**Exercise goal**:
Once you reach the line containing "In this exercise you will mark the man" in the data below, restate each line word for word up to and including the one containing "In this exercise you will mark the wooden".

[Collection entries]
Start of Block

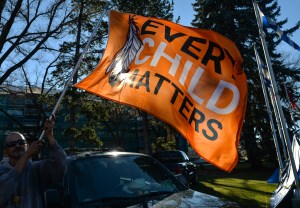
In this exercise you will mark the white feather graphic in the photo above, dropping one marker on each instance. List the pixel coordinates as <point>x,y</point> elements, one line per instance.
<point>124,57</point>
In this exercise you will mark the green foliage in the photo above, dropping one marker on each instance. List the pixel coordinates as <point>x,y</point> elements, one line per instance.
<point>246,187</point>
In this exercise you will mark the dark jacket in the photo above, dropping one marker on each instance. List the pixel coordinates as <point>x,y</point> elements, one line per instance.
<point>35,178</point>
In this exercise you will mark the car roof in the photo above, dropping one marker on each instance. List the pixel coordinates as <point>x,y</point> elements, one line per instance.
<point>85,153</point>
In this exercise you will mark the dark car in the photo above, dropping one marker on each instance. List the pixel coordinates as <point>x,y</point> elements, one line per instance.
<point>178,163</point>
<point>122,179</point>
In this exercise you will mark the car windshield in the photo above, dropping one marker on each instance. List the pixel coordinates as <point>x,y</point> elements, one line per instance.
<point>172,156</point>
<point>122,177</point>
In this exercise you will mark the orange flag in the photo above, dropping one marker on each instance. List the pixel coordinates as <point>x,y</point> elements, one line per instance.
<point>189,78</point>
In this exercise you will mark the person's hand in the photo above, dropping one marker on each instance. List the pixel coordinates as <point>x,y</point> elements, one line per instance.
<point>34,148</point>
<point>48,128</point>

End of Block
Start of Block

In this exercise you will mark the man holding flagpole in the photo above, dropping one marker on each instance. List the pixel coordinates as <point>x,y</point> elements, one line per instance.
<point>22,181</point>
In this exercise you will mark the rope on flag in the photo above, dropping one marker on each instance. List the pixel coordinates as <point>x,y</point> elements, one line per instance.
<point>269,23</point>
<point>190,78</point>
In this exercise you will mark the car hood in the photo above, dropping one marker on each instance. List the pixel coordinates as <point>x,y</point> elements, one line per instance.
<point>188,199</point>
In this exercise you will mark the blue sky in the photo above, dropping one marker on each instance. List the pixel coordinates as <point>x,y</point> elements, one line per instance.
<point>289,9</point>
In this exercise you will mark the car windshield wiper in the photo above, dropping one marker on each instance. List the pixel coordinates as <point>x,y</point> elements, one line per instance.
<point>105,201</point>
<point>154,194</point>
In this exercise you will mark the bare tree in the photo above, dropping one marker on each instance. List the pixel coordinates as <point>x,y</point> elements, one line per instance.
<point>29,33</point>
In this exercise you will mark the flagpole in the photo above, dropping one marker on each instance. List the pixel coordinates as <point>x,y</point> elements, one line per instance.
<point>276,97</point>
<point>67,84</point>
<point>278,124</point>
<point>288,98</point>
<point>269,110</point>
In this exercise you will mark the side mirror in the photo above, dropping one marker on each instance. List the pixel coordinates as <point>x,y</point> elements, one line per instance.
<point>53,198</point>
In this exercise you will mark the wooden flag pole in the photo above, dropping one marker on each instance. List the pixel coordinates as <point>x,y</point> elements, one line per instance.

End of Block

**Problem solution**:
In this exercise you will mark the man holding flagpole in the photo above, dropping one marker on each instance. List the pixel coordinates as <point>x,y</point> elements, one line per instance.
<point>22,181</point>
In this exercise you will mark the rope on flag in the photo above, dropping one marker on each instance. List the pixel coordinates as <point>x,y</point> elements, one line per instance.
<point>269,23</point>
<point>190,78</point>
In this exercise you will mark the car hood in the photo above, dropping one marker on each instance. List the pixel coordinates as <point>x,y</point> elements, one line per instance.
<point>188,199</point>
In this exercise you will mark the blue sky in the photo above, dropping one marker on each instance. List the pixel coordinates as <point>x,y</point> elements, one line per instance.
<point>289,9</point>
In this exercise you will mark the car windshield wiper in the photo above, dropping one marker on each instance. List the pixel coordinates as <point>x,y</point> elements, one line per instance.
<point>105,201</point>
<point>154,194</point>
In this exercise you will mark the bare tree in the photo above, dropping one marker on each instance. List the pixel coordinates as <point>x,y</point> elements, one line per instance.
<point>29,33</point>
In this exercise you will mark the flagpole in the photo above, dropping one marker on each instance. List the pixel coordinates as <point>x,y</point> elements, one line per instance.
<point>276,97</point>
<point>67,84</point>
<point>278,124</point>
<point>288,98</point>
<point>269,110</point>
In this exercise you will mark the side mirror in the photo above, dropping one marker on each instance. List the pixel coordinates as <point>x,y</point> elements, one line per instance.
<point>53,198</point>
In this exercise you will mark the wooden flag pole in the photo above, dropping one marker on each instance. List the pixel coordinates as <point>x,y</point> elements, one line per instance.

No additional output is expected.